*** TASK DATA

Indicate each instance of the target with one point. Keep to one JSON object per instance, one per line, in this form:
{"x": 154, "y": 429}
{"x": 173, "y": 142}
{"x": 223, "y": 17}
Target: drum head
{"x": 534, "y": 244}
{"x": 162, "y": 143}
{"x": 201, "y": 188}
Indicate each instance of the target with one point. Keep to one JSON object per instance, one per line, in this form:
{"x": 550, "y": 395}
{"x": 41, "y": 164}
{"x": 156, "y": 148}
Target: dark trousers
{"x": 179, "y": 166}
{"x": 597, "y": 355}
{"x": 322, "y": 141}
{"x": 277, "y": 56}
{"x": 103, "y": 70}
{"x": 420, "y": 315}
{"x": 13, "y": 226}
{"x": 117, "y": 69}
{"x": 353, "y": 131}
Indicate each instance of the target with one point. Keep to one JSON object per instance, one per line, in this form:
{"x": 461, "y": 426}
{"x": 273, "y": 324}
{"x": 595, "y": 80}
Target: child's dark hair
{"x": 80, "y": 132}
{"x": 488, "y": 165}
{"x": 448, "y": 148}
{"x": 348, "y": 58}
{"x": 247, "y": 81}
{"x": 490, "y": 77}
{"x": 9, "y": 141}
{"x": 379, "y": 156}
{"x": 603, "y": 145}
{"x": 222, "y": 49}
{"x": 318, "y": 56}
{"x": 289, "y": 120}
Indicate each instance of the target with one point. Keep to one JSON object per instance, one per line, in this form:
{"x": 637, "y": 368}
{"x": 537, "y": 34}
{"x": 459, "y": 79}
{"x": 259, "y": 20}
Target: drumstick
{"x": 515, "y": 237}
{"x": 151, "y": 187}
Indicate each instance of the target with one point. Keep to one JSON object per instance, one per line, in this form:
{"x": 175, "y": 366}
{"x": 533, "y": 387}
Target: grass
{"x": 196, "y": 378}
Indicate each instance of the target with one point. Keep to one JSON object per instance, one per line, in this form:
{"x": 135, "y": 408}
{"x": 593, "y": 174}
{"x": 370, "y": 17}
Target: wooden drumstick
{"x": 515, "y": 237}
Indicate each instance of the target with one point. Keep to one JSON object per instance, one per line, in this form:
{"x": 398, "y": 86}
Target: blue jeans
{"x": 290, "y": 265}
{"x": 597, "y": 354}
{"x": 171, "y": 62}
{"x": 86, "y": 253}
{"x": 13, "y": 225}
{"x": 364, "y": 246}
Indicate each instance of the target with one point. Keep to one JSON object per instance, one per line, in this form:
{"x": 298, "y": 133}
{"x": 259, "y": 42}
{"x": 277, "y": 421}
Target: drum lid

******

• [TASK STATEMENT] The answer must be the line containing "Target: drumstick" and every line after it through the end of the records, repeated exactly.

• [EXERCISE OUTPUT]
Target: drumstick
{"x": 515, "y": 237}
{"x": 151, "y": 187}
Indicate each instance of the target with one point. Keep to one JSON object per instance, one per line, in this form:
{"x": 175, "y": 366}
{"x": 533, "y": 387}
Target: grass
{"x": 196, "y": 378}
Indicate each instance of the target with one point. Keep to one JSON object per instance, one per line, in this form:
{"x": 135, "y": 408}
{"x": 593, "y": 174}
{"x": 370, "y": 17}
Target: wooden drumstick
{"x": 515, "y": 237}
Indicate each instance of the target with one point. Keep to one JSON object per instance, one per line, in this form:
{"x": 398, "y": 86}
Target: blue jeans
{"x": 290, "y": 265}
{"x": 597, "y": 354}
{"x": 171, "y": 62}
{"x": 86, "y": 253}
{"x": 13, "y": 225}
{"x": 364, "y": 246}
Indicate each instance of the target with one point. Keep to one JSON object per instance, one per line, in this form:
{"x": 298, "y": 133}
{"x": 259, "y": 42}
{"x": 277, "y": 421}
Target: drum lid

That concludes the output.